TEXT BLOCK:
+ + + + +

Keywords: biochemistry; cryo-electron microscopy; negative stain; spliceosomes.

Figure 1

General flowchart showing the basic steps required to analyze biological samples using single‐particle electron microscopy (EM). While it is possible to structurally characterize small (<200 kDa) and dynamic samples via single‐particle cryo‐EM, larger molecular mass (>300 kDa) samples that are structurally homogenous have a better chance at reaching near‐atomic to atomic resolutions (sub‐5Å). There are many places in the process where sample optimization is critical for success. This requires biochemically improving the purification and/or finding the proper conditions to visualize the sample in vitrified ice. Unfortunately, these optimization steps involve labor‐intensive trial and error that is not hypothesis driven.

Figure 2

The negative stain uranyl formate does not alter the conformation of pH sensitive pore‐forming toxins. A: Clostridium difficile toxin TcdA does not change structural conformation when stained with uranyl formate. B: For pH induced structural rearrangement to occur, TcdA must first be washed with a low pH buffer (pH 4.5) before staining. Scale bars, 50 nm. Representative class averages for each condition are shown in corner. Side length of averages, 57.3 nm. Averages published in Ref. 68. C: Helicobacter pylori VacA oligomers remain oligomeric when stained with uranyl formate.59, 66 D: H. pylori VacA oligomers dissociate when incubated in a low pH buffer (pH 3.5).59, 125 Scale bars, 50 nm.

Figure 3

Changing the types of support grids and buffer conditions can dramatically alter the appearance of particles in vitrified ice. A: Image of S. pombe U5.U2/U6 spliceosome complexes vitrified on Quantifoil holey carbon grids covered with a thin layer of carbon using an FEI vitrobot.73 B: Image of S. pombe U5.U2/U6 spliceosome complexes that were isolated using GraFix,74 concentrated using a Millipore Microcon centrifugal filter (100 kDa cut‐off), and frozen on Quantifoil holey carbon grids using an FEI vitrobot. Scale bars, 50 nm.

Figure 4

Crosslinking improves the homogeneity of a U5.U2/U6 spliceosome complex. Image of S. pombe U5.U2/U6 complexes before (A) or after (B) crosslinking for 1.5 hours with 0.1% glutaraldehyde at 4°C. Scale bars, 100 nm. (C) Averages representing a common spliceosome view found when negatively stained. No crosslinking (upper), crosslinking (lower). Number of particles, lower right corner. Side length of panel, 56 nm. Averages were generated using the program Spider47.

+ + + + +

YOUR TASKS:
**a)** According to the electron microscopy figure captions, for how long, with what, and at what temperature were the U5.U2/U6 complexes crosslinked?
**b)** State whether each statement agrees with the electron microscopy figure captions, and support each judgment with the deciding words quoted from them: (i) TcdA must be washed with a pH 4.5 buffer before staining for its pH-induced structural rearrangement to occur; (ii) H. pylori VacA oligomers dissociate when stained with uranyl formate; (iii) the scale bars in Figure 4 measure 50 nm.
**c)** Carry on the electron microscopy figure captions from the point at which they stop.

LISTED ENTRIES:
+ + + + +

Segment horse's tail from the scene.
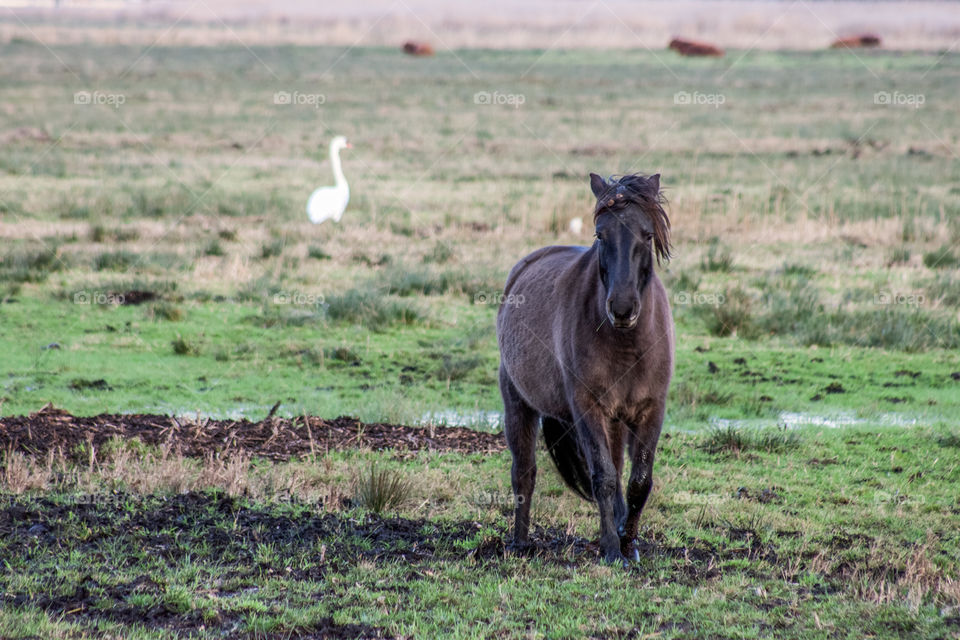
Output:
[541,416,593,502]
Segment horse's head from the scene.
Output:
[590,173,670,329]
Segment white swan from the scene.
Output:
[307,136,353,224]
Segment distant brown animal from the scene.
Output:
[669,38,723,58]
[497,174,674,562]
[830,33,880,49]
[403,40,433,56]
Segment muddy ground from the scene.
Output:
[0,407,505,461]
[0,492,796,638]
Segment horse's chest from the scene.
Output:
[578,351,649,404]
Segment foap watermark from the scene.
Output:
[873,291,927,307]
[473,491,524,508]
[873,91,927,109]
[473,91,527,109]
[673,91,727,109]
[873,491,927,506]
[673,291,727,307]
[672,491,727,505]
[273,291,326,307]
[473,291,526,306]
[73,290,126,305]
[273,91,327,109]
[73,91,127,109]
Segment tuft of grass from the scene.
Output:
[924,272,960,307]
[423,240,454,264]
[93,250,138,271]
[147,302,183,322]
[324,289,422,331]
[778,262,817,278]
[170,334,201,356]
[356,464,413,514]
[0,246,67,282]
[260,238,286,260]
[703,286,755,337]
[700,238,733,273]
[203,240,226,257]
[701,425,800,456]
[923,244,960,269]
[887,247,910,266]
[437,353,483,382]
[307,245,333,260]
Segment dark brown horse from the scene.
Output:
[497,174,673,562]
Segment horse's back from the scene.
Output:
[503,245,588,296]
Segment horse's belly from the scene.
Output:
[497,298,569,419]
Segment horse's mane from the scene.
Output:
[593,173,670,264]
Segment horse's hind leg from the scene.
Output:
[500,365,540,550]
[620,402,664,559]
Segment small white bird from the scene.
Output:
[307,136,353,224]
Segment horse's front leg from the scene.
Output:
[576,407,625,563]
[620,402,664,560]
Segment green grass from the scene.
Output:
[0,426,960,638]
[0,40,960,638]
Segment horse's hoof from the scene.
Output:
[603,549,627,567]
[506,540,534,556]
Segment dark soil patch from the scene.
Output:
[113,289,160,305]
[0,404,505,460]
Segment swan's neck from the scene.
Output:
[330,144,347,187]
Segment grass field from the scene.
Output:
[0,40,960,638]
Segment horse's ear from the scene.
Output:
[647,173,660,193]
[590,173,607,198]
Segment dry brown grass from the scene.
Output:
[0,0,960,50]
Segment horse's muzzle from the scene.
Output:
[607,300,640,329]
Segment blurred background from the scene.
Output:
[0,0,960,429]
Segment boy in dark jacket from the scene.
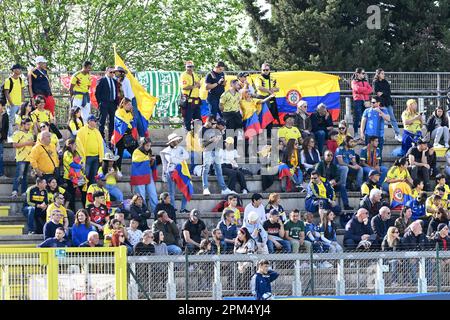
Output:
[250,260,279,300]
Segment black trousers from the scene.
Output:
[99,101,117,141]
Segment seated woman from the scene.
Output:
[219,137,248,194]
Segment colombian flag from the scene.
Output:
[171,161,194,201]
[389,182,413,209]
[130,149,152,186]
[114,47,158,137]
[249,71,341,124]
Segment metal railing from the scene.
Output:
[128,251,450,299]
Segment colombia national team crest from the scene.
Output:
[286,89,302,106]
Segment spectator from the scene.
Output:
[44,209,63,240]
[30,132,59,179]
[111,98,138,170]
[370,206,394,246]
[407,140,430,191]
[300,137,322,175]
[216,209,238,252]
[394,206,412,237]
[63,138,88,211]
[294,100,312,139]
[311,103,333,154]
[221,77,243,134]
[427,208,449,238]
[402,99,425,155]
[87,191,109,236]
[305,171,341,215]
[361,170,381,197]
[96,67,119,141]
[284,210,311,253]
[352,68,373,140]
[244,193,267,224]
[335,136,363,190]
[359,189,387,219]
[278,113,302,143]
[28,56,55,115]
[161,133,189,213]
[263,209,292,253]
[316,150,353,210]
[205,61,227,117]
[79,231,102,248]
[219,137,248,194]
[360,97,390,154]
[427,106,449,148]
[127,219,142,247]
[244,211,269,254]
[182,209,208,254]
[211,228,226,254]
[281,139,305,192]
[75,115,105,185]
[319,210,344,253]
[97,152,123,205]
[372,68,402,142]
[71,209,98,247]
[11,119,34,198]
[69,61,92,121]
[265,193,288,223]
[344,208,375,250]
[152,211,182,255]
[133,230,155,256]
[22,177,48,234]
[38,228,69,248]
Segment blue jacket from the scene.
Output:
[251,270,279,300]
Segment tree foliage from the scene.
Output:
[0,0,243,70]
[233,0,450,71]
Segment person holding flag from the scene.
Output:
[111,98,138,170]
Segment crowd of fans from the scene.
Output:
[0,57,450,254]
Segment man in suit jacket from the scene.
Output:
[95,67,119,141]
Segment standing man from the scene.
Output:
[3,64,25,139]
[205,61,227,117]
[28,56,55,116]
[69,61,92,123]
[180,61,202,131]
[95,67,118,141]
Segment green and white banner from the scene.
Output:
[136,71,181,118]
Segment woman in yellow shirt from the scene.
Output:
[98,152,123,202]
[111,98,138,170]
[402,99,425,155]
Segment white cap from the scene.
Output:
[34,56,47,63]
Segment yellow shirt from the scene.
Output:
[12,130,34,162]
[220,90,241,112]
[4,77,25,106]
[402,110,422,133]
[46,203,67,224]
[180,72,200,98]
[278,126,302,142]
[70,71,91,99]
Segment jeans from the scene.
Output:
[167,244,183,255]
[134,178,158,212]
[7,105,20,136]
[86,156,100,185]
[105,184,123,202]
[386,106,400,135]
[166,173,187,211]
[202,151,227,190]
[13,161,30,193]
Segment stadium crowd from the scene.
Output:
[0,56,450,255]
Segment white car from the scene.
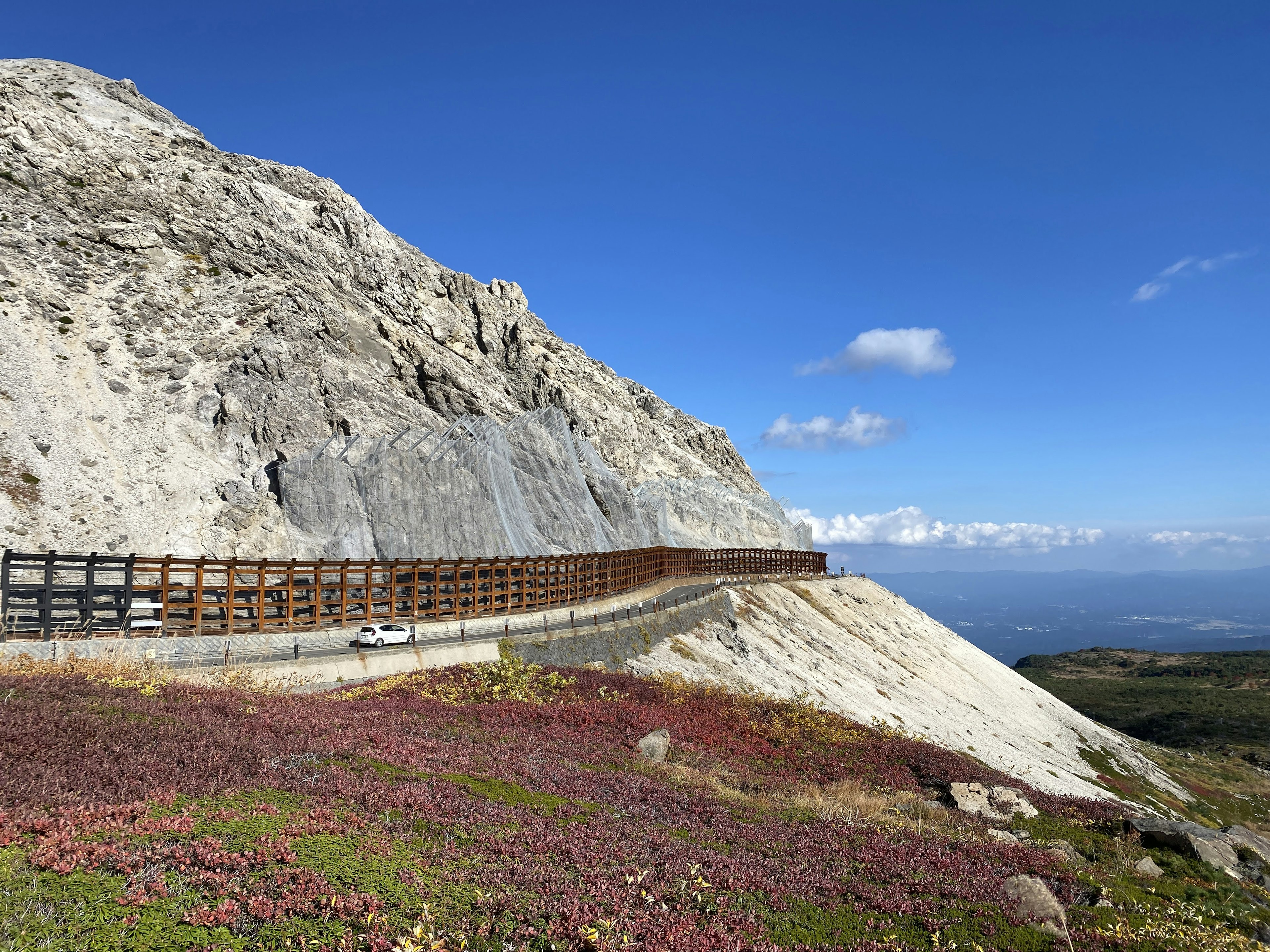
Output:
[357,622,414,647]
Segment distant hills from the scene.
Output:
[872,566,1270,664]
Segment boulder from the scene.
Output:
[988,787,1039,817]
[948,783,1037,820]
[1046,839,1084,866]
[635,727,671,764]
[1002,876,1068,939]
[1219,825,1270,863]
[1125,816,1239,877]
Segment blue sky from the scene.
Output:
[0,0,1270,571]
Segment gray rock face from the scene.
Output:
[0,60,805,556]
[635,727,671,764]
[1002,876,1067,938]
[1125,816,1245,877]
[948,783,1037,820]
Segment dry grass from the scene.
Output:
[0,456,39,505]
[649,754,960,837]
[0,649,311,694]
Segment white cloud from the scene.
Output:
[1129,249,1256,302]
[787,505,1106,552]
[762,406,906,449]
[796,328,956,377]
[1147,529,1264,546]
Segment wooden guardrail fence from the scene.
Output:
[0,546,826,640]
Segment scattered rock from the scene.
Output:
[1002,876,1071,942]
[636,727,671,764]
[1125,816,1245,878]
[948,783,1037,820]
[1045,839,1084,866]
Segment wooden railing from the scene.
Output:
[5,547,826,639]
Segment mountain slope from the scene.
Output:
[0,60,787,555]
[629,577,1191,810]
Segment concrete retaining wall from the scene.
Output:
[500,591,733,670]
[189,641,498,686]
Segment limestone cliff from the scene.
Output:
[0,60,798,556]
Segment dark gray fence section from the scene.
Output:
[0,548,136,641]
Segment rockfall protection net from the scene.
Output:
[278,408,812,559]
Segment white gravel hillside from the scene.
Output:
[629,577,1191,800]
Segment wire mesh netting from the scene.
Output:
[278,408,810,559]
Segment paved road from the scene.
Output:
[213,584,716,666]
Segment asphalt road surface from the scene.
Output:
[213,584,716,666]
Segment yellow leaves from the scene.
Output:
[88,674,166,697]
[329,654,576,704]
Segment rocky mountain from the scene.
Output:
[0,60,810,557]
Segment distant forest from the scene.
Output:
[1015,647,1270,767]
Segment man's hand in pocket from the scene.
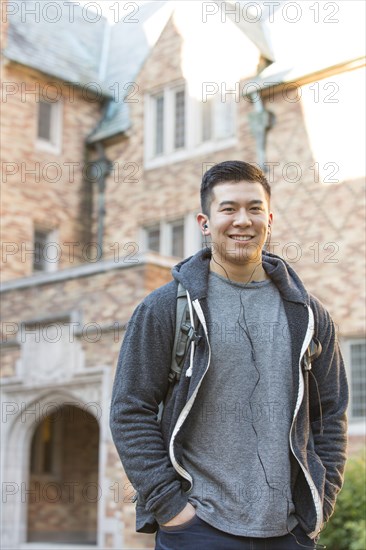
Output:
[162,502,196,527]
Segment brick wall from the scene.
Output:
[1,63,100,280]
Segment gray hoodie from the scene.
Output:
[110,249,348,538]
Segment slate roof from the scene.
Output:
[87,1,174,143]
[3,0,108,91]
[3,0,273,143]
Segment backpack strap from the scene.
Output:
[158,283,201,419]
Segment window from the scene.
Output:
[201,97,235,143]
[170,220,184,258]
[31,413,62,475]
[349,341,366,419]
[33,228,59,273]
[174,89,186,149]
[146,225,160,252]
[142,213,202,258]
[145,84,238,169]
[155,95,164,155]
[37,100,62,153]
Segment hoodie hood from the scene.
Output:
[172,248,310,305]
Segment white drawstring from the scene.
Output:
[186,290,195,378]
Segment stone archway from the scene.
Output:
[27,404,100,544]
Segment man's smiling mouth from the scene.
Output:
[229,235,253,241]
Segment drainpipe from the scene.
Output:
[248,89,274,172]
[90,142,112,259]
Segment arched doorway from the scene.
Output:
[27,405,101,544]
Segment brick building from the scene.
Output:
[1,0,365,549]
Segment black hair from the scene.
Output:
[201,160,271,216]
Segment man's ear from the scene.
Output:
[197,212,211,236]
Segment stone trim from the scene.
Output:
[0,252,177,293]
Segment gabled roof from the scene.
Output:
[3,0,273,143]
[214,0,275,61]
[3,0,109,91]
[87,1,174,143]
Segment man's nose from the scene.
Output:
[233,208,252,227]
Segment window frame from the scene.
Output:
[32,225,59,275]
[140,212,202,258]
[35,98,63,154]
[340,337,366,435]
[144,81,238,170]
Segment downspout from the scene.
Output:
[248,83,274,172]
[85,98,113,260]
[93,141,112,259]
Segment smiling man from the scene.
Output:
[111,161,348,550]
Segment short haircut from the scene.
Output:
[201,160,271,216]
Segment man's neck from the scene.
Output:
[210,255,269,283]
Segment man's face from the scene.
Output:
[206,181,272,265]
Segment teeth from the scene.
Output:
[231,235,252,241]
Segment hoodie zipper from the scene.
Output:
[289,304,323,538]
[169,300,211,492]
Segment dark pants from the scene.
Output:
[155,516,316,550]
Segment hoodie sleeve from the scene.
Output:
[310,303,348,521]
[110,301,188,523]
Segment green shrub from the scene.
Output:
[319,456,366,550]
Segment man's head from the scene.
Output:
[197,161,273,280]
[201,160,271,218]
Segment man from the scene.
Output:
[111,161,348,550]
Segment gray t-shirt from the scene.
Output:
[183,273,297,537]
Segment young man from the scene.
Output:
[111,161,348,550]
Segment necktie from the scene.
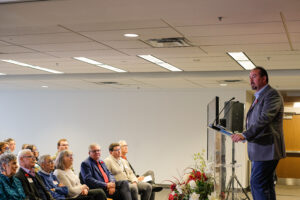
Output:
[97,162,109,183]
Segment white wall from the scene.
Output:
[0,88,246,187]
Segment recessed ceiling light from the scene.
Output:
[227,52,256,70]
[294,102,300,108]
[124,33,139,37]
[73,57,126,72]
[1,60,63,74]
[138,55,182,72]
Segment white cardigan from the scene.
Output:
[53,169,81,198]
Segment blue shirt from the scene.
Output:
[38,170,69,199]
[0,174,25,200]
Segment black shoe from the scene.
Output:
[152,184,163,192]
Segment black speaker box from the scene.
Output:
[224,101,244,133]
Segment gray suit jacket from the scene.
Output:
[243,85,286,161]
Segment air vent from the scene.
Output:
[92,81,120,85]
[223,79,242,83]
[144,37,191,48]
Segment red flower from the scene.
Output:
[203,173,207,181]
[169,194,174,200]
[170,183,176,191]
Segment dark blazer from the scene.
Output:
[15,168,54,200]
[80,157,115,190]
[243,85,286,161]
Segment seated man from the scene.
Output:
[15,149,54,200]
[119,140,162,200]
[52,138,69,161]
[38,155,69,199]
[104,143,152,200]
[80,144,131,200]
[0,142,9,155]
[4,138,16,153]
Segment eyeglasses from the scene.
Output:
[90,149,101,153]
[113,149,121,151]
[23,156,35,159]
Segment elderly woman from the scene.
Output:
[54,150,106,200]
[0,142,9,155]
[0,153,25,200]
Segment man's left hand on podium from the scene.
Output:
[231,133,246,142]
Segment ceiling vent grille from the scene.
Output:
[144,37,191,48]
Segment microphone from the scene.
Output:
[209,97,235,127]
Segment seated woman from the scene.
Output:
[25,144,41,173]
[54,150,106,200]
[0,153,25,200]
[0,142,9,155]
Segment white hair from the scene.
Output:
[18,149,32,165]
[38,154,51,166]
[89,143,101,152]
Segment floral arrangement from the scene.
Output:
[169,152,218,200]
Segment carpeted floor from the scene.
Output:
[155,185,300,200]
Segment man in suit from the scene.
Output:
[231,67,286,200]
[80,144,131,200]
[104,143,152,200]
[15,149,54,200]
[119,140,163,200]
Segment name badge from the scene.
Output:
[27,178,33,183]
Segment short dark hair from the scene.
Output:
[254,66,269,83]
[22,144,30,149]
[108,142,120,152]
[57,138,68,149]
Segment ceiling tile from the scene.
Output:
[24,42,109,52]
[0,33,89,45]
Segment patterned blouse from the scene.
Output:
[0,174,25,200]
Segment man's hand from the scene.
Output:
[106,182,116,189]
[108,187,116,195]
[231,133,246,142]
[138,176,145,182]
[81,189,89,196]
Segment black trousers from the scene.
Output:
[68,188,106,200]
[105,181,131,200]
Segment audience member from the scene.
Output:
[38,155,69,199]
[54,150,106,200]
[80,144,131,200]
[0,153,25,200]
[119,140,163,200]
[22,144,29,150]
[0,142,9,155]
[16,149,53,200]
[52,138,69,161]
[4,138,16,153]
[104,143,152,200]
[25,144,41,172]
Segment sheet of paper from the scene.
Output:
[143,175,152,182]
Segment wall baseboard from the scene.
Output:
[277,178,300,186]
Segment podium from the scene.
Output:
[207,97,250,200]
[208,124,250,200]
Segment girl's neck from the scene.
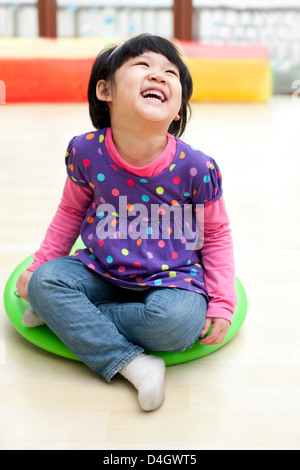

+ + + + +

ANSWERS:
**a)** For 1.5 hours with 0.1% glutaraldehyde at 4°C.

**b)**
(i) Yes: "For pH induced structural rearrangement to occur, TcdA must first be washed with a low pH buffer (pH 4.5) before staining."
(ii) No: "Helicobacter pylori VacA oligomers remain oligomeric when stained with uranyl formate."
(iii) No: "Scale bars, 100 nm."

**c)**
Figure 5

GraFix can be used to improve both the compositional and structural homogeneity of purifications.74 A: A S. pombe U5.U2/U6 spliceosome purification was resolved in a 10–30% glycerol gradient. Immunoblot of fractions collected from bottom (30%) to top (10%) of gradient and probed with anti‐Cdc5 antibodies. The migration of fatty acid synthase (40S) collected from parallel gradients is indicated. B: Negatively stained image of spliceosomes found in fraction 7 collected from a 10–30% GraFix glycerol gradient that contains a 0–0.15% glutaraldehyde gradient. C: Negatively stained image of spliceosome particles pooled from fractions 6, 7, and 8 from the GraFix gradient described in B, buffer exchanged to remove glycerol, and concentrated using a Millipore Microcon centrifugal filter (100 kDa cut‐off). Estimated glutaraldehyde concentration in fractions 6‐8 is ∼0.1%. Scale bar, 100 nm.

Figure 6

DID‐Dyn2 labels are clearly visible in DID‐labeled S. pombe spliceosome complexes. (A‐B) Negatively stained images of S. pombe U5.U2/U6 spliceosome labeled with DID‐Dyn2.106 U5.U2/U6 particles tagged with Lea1‐DID1 (A) and Smg1‐DID1 (B). The rod‐shapes of the DID‐Dyn2 tag are easily visible in the raw images. White arrows highlight the position of a few of the DID‐Dyn2 rods. Scale bar, 50 nm.